**WORK TASK:** The entries below must be retyped in full. Keep every word the same.

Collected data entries
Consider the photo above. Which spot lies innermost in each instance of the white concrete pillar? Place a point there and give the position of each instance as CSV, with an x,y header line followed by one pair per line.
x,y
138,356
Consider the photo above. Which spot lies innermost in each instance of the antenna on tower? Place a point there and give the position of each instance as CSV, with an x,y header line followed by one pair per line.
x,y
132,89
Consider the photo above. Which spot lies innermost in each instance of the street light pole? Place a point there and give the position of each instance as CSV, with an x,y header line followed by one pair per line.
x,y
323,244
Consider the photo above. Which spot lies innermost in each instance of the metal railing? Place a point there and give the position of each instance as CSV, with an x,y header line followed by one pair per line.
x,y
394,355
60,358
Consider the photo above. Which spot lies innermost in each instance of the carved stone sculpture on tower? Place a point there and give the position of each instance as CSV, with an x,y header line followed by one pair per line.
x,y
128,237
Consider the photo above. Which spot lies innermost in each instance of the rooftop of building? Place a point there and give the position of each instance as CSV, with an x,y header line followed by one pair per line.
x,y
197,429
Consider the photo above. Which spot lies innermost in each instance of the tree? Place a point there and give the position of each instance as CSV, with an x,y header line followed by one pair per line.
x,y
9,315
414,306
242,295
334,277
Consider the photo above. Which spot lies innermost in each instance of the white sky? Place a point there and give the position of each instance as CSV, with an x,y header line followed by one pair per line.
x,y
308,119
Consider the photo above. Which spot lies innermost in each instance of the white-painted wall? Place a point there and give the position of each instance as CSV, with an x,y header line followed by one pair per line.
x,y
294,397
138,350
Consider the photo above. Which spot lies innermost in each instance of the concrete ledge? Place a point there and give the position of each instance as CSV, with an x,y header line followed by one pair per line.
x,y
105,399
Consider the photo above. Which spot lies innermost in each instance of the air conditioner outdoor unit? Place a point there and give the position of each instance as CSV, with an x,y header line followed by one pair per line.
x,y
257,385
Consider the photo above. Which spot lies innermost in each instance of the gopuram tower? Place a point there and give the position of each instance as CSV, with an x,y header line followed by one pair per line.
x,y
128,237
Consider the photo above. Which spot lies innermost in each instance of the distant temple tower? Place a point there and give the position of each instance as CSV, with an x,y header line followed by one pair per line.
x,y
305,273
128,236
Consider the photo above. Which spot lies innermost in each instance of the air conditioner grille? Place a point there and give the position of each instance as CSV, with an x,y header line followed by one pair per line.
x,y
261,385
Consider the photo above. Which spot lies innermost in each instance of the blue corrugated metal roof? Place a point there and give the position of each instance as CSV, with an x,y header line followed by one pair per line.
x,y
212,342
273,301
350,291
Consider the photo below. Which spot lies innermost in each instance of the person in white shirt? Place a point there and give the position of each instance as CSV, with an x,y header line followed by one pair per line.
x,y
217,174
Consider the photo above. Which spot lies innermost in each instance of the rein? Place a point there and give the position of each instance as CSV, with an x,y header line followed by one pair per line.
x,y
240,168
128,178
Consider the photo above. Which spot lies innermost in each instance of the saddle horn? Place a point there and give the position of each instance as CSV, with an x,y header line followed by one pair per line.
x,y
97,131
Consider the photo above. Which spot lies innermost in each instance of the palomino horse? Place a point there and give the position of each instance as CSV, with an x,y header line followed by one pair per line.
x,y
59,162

**ANSWER TO THE EXERCISE:**
Consider the photo above. Which spot lies innermost in each instance of the white concrete pillar? Place a point there and give the position of each instance as CSV, with an x,y header line followed by one pair per line.
x,y
138,356
Consider the photo above. Which spot lies innermost in each instance of the antenna on tower? Place a point there and give the position of each instance as CSV, with an x,y header line followed by one pair per line.
x,y
132,89
Consider the photo above. Which spot lies innermost in each instance of the street light pole? Place a point there and give the position of each instance as CSV, with an x,y header line followed by one pair per line.
x,y
323,244
Consider the photo above. Which spot lies innermost in each instance of the metal railing? Place a point there and give the position of each instance as CSV, with an x,y header line followed by one pair per line.
x,y
394,355
60,358
Consider the photo above. Which spot lies innermost in each instance of the carved stone sculpture on tower? Place a point there and give the position of each instance as CSV, with an x,y header line followed by one pair per line.
x,y
128,237
Consider the photo above. Which spot lies innermost in each instance of the rooftop of building? Place a point there and give the position of each instance as CSV, with an x,y header line followed by one pair per line.
x,y
197,429
Consider the photo above. Which spot lies innermost in each instance of the tree? Place a point there and give the position of each instance as CSV, with an x,y header line followed by one pair per line.
x,y
9,315
414,306
242,295
334,277
Consider the photo above. Which spot lies innermost in each instance of the white sky? Place a point there and give the position of each instance as CSV, with an x,y header line followed by one pair per line.
x,y
308,119
Consider the photo above. Which spot lies innermost in each instance of the white-painted wall? Place a point there and give the position of each instance as CSV, with an x,y header line followed by one pair per line.
x,y
294,397
138,350
Consider the photo above. Which spot lies innermost in each instance of the concrete ledge? Place a point there and give the position of each instance as CSV, with an x,y header line followed by one pair per line.
x,y
105,399
Consider the photo above. Which spot lies innermost in each instance of the air conditioner outdoor unit? Place a point there and give the position of each instance as CSV, with an x,y header line followed by one pair per line.
x,y
257,385
Consider the photo above. Which spot lies innermost in each instance of the gopuram tower? Place a point there and give the position of each instance as CSV, with an x,y header line followed by one pair per line.
x,y
128,237
Consider the photo above. Which spot lies innermost in each instance of the distant temple tower? Place a point there and give the position of each instance as CSV, with an x,y header line followed by one pair per line.
x,y
305,273
128,236
Consider the photo above. Which spot lies innermost in each instance of the air conditioner grille? Place a point there and give the position of each instance as CSV, with an x,y header line followed by one pair per line.
x,y
261,385
Consider the photo above. Which spot lies innermost in each instance of the blue corrugated metal roof? Place a point there and give the position of each instance as CSV, with an x,y header line followed by one pair per line.
x,y
212,342
273,301
350,291
Consider the photo below. Which spot lies innermost in each instance of the person in white shirt? Place a point there and give the position of each instance as CSV, with an x,y header line followed by one pair per line.
x,y
217,174
Consider the photo above. Which spot lies innermost in each instance of the rein? Place a point there and give the position of each instance as CSV, with an x,y header line followed by one pair per line.
x,y
240,168
128,178
Consider the photo above. Which spot lies innermost in each instance of the saddle horn? Place a point there and give the position of each instance as CSV, with an x,y header line followed by one pair per line.
x,y
97,131
Consider the photo above. Which spot lies innermost in each instance of the palomino horse? Place a point there and give the position of each instance as CSV, with an x,y header line followed by one pair per line.
x,y
59,162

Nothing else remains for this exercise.